EXERCISE 1 -> In the essay on promoting a show, what was the title of the author's senior thesis at Rutgers?

— Start of TEXT SEGMENT —

THE ART OF THE TEASE



The creative process of promoting a show is an entirely different animal than the creative process of making the show.  One is based on a need to engagingly communicate story, the other on the need to entice and stimulate an audience's desire for that story.  

I am fascinated by both processes.  

My background is in mass media and advertising.  As an undergraduate at Rutgers, I had my sites set on being a copywriter and a marketing creative.  My senior project was a 50 page thesis on Frequency vs. Reach - The Most Effective Use of Advertising Dollars.  Even though my career went in a different direction, I am still very plugged into the phenomenon of audience and fan awareness.  It's one of the reasons I blog; and the only reason I use Twitter and Facebook.

I'm not sure how other showrunners react when they see trailers for their new seasons.  But my reaction is always mixed.  It's the thrill of seeing those first on-air glimpses of the show, the excitement of the cool song, the sexy, slick presentation.  It gets my heart racing.  Then there's the part of me that sees the first six episodes manipulated into a marketing tool, where narrative arcs and revelatory moments get dispensed like Raisinettes.  It gets my heart sinking.  I fear that the impact, surprise and relevance of the season will be compromised.  I worry, a lot.  It's what a parent does when they think their three-year old is in potential danger.

But when I put on my marketing hat (which is about twenty years old and ill-fitting), I need a completely different point-of-view and a whole different set of worries.  If I'm spending millions and millions of dollars to promote a show, what is the most effective use of those advertising dollars?  You have to excite and entice existing fans, as well as intrigue and draw in new viewers.  To do that you must tap into story arcs, character relationships and in the case of this show, kick-ass action.  You have to reveal enough information to satisfy a very hungry audience.  They want to know what's gonna happen without really knowing what's gonna happen.  So how do you do milk that cow without ripping its teats off?  

It's a very delicate sucking. 

I'm sure other writer/producers reading this may ultimately utter the phrase, It doesn't matter what I think, marketing is a suit job.  Alas, that is true.  Many networks outsource the promotion of a show so the writers and producers are completely in the dark.  They see the promos when the audience does.  Thankfully, that is not the case with FX.  The marketing and promotions are all done in-house.  So I am lucky enough to be kept in the loop.  I see the print and on-air promotions before they are released.  Doesn't mean I can change them, but at least I'm not blindsided.  Truth is, I am in awe of the job Stephanie Gibbons and her team does at FX.  I make it a point to publicly acknowledge her enormous contribution to the success of this show.  Last month we did a seminar together on this very subject -- the relationship between marketing and the showrunner.  We discussed in detail the challenges of all those things I worry about juxtaposed against all the things she worries about.  It was an eye-opening hour. 

But let's look at the target, Kurt, the audience member.  When I watch a TV or a movie teaser, what entices me?  What draws me to tune in or spend ten bucks?  I know from experience that when I watch a movie trailer I'm pretty much seeing ALL the best moments from the film.  In fact, most movies only get greenlit when someone can "see the trailer".  And one could make the argument that studio movies have simply become extended trailers.  It must work, because they've been promoting movies the same way as far back as I can remember.  And I confess, I'm guilty of anxiously waiting to see those trailer moments when I sit in my Arclight seat.

— End of TEXT SEGMENT —

EXERCISE 2 -> Pull out all of the entries below, reproducing every line unchanged. Leave the pictures out of your answer.

— Start of INFORMATION PROVIDED —

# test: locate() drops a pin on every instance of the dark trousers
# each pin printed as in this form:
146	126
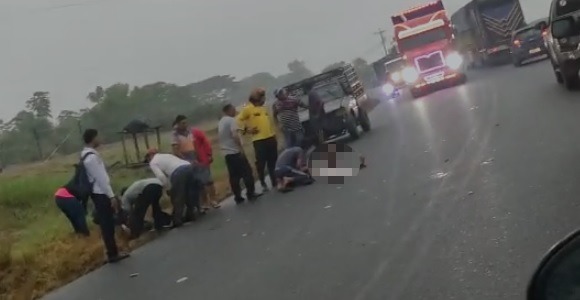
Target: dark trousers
149	197
266	155
106	216
239	169
185	192
75	213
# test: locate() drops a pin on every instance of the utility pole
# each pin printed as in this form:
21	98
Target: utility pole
37	139
381	33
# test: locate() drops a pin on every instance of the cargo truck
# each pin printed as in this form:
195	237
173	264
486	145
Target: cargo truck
483	30
424	37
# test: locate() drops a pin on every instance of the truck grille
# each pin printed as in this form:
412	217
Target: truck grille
429	62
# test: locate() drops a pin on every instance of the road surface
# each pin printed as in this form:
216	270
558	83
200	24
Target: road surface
465	191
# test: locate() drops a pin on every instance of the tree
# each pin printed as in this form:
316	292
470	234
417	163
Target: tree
97	95
39	104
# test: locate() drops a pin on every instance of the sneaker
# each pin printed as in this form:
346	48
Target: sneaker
119	257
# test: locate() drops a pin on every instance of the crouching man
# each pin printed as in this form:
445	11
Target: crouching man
292	169
135	201
183	181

— End of INFORMATION PROVIDED —

EXPECTED OUTPUT 1 -> Frequency vs. Reach - The Most Effective Use of Advertising Dollars.

EXPECTED OUTPUT 2 ->
# test: locate() drops a pin on every instance of the dark trousers
# each pin printed as in this form:
146	126
Target: dark trousers
149	197
266	155
106	216
239	169
185	192
75	213
# test: locate() drops a pin on every instance of the utility pole
# each pin printed as in this form:
21	98
Target: utility pole
37	139
381	33
# test: locate() drops a pin on every instance of the cargo truck
# each pin printed as in this form:
195	237
173	264
486	145
Target: cargo truck
483	30
424	37
# test: locate() drops a pin on every instance of the truck grille
# each pin printed as in this form:
412	217
Target: truck grille
429	62
# test: locate() drops a pin on every instance of the road surface
# each pin printed as in this form:
216	270
558	83
200	24
Target: road surface
465	191
# test: locate() drops a pin on every instance of the tree
# each pin printed as in this form:
316	292
470	234
417	163
Target: tree
97	95
39	104
# test: locate() drops a pin on every instance of the sneaker
# each pin printed as in this form:
346	48
Target: sneaker
119	257
# test: locate() drops a pin on every instance of the crouching man
# each pin printed as in this form:
445	11
Target: crouching man
292	169
135	201
183	181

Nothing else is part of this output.